**THE DATA:**
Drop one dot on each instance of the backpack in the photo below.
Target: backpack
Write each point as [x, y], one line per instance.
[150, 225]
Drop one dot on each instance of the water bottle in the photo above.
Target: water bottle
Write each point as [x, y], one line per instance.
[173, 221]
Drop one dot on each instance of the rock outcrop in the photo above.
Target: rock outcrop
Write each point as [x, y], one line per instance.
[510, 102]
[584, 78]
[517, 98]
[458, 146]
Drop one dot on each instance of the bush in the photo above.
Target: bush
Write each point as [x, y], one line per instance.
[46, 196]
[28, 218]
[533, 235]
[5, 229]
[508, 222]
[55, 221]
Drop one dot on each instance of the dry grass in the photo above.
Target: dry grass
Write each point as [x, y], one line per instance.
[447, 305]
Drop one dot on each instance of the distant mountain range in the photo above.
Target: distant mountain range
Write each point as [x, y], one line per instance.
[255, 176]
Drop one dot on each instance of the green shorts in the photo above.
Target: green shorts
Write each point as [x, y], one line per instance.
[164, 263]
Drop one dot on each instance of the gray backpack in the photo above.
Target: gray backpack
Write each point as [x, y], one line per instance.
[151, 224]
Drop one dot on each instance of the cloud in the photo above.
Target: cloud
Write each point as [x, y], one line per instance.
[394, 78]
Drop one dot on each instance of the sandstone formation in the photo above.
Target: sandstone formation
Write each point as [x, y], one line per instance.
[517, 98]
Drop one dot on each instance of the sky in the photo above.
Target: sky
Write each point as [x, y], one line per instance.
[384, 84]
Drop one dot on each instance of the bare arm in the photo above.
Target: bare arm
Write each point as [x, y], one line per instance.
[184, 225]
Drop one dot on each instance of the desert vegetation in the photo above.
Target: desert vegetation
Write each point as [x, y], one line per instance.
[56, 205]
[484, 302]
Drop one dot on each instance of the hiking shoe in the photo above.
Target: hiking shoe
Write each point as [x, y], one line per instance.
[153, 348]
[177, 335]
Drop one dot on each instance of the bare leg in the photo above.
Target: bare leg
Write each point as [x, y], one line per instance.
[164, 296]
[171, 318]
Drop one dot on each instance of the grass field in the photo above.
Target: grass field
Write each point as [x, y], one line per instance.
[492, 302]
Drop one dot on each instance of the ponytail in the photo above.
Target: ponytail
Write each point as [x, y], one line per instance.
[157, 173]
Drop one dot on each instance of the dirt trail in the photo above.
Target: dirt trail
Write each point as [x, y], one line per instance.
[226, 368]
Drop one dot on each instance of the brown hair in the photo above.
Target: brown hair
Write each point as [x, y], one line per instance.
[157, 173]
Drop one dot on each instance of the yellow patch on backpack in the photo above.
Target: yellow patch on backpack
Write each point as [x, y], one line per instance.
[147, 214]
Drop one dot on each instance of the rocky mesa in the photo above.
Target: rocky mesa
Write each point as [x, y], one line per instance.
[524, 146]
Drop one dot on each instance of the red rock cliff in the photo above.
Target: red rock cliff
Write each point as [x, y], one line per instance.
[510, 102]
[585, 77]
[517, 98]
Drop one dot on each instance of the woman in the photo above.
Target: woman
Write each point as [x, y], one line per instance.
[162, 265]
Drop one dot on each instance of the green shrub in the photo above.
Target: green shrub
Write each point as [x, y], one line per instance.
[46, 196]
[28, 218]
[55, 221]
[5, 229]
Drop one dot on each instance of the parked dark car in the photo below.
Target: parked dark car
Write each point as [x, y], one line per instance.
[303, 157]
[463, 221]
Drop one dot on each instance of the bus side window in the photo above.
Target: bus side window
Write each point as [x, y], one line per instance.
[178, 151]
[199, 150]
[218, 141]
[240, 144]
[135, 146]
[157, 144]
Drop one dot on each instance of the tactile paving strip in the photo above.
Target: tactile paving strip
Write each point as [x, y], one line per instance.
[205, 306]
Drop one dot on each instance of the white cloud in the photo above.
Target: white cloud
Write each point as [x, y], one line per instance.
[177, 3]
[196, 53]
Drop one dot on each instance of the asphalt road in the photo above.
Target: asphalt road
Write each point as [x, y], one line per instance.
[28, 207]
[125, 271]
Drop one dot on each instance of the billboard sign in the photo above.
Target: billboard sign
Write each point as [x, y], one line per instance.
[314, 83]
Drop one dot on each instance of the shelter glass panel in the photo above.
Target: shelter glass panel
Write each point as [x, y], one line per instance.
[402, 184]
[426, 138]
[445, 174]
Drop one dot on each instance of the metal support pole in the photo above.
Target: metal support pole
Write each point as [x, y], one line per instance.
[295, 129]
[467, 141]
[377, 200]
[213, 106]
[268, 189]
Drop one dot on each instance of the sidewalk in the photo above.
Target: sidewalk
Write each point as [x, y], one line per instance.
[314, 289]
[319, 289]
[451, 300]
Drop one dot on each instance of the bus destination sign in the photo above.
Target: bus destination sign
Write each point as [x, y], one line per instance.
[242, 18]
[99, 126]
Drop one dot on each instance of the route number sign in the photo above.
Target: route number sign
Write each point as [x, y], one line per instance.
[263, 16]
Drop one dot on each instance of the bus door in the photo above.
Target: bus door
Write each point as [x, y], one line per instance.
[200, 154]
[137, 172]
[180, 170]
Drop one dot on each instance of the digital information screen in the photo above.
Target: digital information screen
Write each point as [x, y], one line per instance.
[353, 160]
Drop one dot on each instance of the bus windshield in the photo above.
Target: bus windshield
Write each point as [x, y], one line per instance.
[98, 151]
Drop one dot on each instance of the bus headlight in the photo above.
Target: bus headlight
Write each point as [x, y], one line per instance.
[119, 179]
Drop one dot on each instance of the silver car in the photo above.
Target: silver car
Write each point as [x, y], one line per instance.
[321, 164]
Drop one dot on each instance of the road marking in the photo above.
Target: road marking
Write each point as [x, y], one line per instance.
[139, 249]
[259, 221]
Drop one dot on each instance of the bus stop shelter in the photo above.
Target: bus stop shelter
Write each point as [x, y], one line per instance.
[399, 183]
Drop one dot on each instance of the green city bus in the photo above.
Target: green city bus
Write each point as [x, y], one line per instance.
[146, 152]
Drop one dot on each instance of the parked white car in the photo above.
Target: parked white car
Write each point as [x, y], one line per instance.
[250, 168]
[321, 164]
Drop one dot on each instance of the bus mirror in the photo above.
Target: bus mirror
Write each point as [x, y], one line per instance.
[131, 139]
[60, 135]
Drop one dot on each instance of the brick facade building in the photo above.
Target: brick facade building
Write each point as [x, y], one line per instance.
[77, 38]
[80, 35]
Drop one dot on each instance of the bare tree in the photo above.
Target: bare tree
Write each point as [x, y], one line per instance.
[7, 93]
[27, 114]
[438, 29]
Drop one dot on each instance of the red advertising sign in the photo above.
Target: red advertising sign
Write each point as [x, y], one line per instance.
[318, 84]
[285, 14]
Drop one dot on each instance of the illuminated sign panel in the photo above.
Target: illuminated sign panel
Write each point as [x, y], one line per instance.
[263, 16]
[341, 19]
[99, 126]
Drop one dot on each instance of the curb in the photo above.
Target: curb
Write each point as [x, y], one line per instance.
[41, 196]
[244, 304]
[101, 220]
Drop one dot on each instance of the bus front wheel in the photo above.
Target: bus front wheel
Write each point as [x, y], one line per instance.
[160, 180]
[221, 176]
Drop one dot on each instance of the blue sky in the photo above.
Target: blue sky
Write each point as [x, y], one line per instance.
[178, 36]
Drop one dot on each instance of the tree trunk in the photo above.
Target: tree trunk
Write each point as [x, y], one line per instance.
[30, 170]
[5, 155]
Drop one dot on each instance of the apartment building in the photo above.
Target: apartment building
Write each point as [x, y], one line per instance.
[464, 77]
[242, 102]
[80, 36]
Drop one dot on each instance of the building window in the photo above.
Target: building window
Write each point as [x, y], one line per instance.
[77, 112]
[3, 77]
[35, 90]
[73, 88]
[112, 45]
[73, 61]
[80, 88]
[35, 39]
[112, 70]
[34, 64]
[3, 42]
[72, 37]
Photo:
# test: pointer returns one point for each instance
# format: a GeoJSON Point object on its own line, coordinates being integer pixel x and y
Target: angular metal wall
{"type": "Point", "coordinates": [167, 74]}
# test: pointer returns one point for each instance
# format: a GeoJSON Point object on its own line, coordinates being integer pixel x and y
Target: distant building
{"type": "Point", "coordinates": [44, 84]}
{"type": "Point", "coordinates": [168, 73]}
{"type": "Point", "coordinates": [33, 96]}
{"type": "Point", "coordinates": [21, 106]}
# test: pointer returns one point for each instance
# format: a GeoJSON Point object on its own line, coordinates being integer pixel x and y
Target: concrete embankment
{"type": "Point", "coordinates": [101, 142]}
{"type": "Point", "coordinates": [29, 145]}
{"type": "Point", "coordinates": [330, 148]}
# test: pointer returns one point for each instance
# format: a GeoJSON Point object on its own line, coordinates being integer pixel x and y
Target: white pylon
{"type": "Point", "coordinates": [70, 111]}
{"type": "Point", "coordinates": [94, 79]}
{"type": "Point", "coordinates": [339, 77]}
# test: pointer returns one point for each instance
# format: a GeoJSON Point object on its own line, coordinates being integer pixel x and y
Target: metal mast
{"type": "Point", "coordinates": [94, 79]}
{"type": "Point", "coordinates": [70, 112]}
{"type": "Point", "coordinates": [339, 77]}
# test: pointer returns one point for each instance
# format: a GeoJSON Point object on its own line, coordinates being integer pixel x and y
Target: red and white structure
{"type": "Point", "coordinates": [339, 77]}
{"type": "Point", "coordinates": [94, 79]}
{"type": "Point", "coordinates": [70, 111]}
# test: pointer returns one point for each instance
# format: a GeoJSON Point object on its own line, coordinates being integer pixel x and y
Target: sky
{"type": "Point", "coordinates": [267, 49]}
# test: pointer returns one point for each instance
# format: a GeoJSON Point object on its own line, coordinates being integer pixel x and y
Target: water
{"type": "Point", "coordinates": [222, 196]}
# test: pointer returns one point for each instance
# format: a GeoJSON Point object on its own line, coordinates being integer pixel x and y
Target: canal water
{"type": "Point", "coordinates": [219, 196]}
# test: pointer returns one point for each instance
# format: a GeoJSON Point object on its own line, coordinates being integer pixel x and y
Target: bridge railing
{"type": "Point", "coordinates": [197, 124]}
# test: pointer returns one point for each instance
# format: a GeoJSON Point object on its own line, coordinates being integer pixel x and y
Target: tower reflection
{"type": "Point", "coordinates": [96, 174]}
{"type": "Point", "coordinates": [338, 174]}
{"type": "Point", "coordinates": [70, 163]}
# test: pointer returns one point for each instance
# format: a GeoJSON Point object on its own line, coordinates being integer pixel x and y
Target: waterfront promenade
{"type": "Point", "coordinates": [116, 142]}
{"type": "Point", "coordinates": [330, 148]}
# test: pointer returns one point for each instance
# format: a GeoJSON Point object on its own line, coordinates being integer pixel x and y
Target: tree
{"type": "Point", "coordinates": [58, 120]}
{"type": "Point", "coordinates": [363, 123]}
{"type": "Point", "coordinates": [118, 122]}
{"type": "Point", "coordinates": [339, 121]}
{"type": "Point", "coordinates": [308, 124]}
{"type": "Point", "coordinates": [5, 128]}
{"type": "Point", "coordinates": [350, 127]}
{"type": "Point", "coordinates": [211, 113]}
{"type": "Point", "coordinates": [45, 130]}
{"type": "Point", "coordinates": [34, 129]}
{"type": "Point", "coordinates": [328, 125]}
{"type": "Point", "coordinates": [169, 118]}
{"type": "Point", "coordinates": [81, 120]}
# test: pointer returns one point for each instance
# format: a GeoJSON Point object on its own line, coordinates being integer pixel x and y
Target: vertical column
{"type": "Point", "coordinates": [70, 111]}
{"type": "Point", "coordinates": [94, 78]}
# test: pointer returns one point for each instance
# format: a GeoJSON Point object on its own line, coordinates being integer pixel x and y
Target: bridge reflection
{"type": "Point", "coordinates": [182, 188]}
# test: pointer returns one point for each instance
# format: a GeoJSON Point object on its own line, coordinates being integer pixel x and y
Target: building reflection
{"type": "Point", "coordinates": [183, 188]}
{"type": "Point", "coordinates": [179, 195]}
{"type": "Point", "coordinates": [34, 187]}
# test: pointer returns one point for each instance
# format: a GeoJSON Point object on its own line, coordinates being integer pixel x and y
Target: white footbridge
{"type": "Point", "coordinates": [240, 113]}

**EXERCISE DIRECTIONS:**
Every line that includes "information" must be copied from the material above.

**ANSWER AREA:**
Drop one dot on each instance of the digital information screen in the photo above.
Target: digital information screen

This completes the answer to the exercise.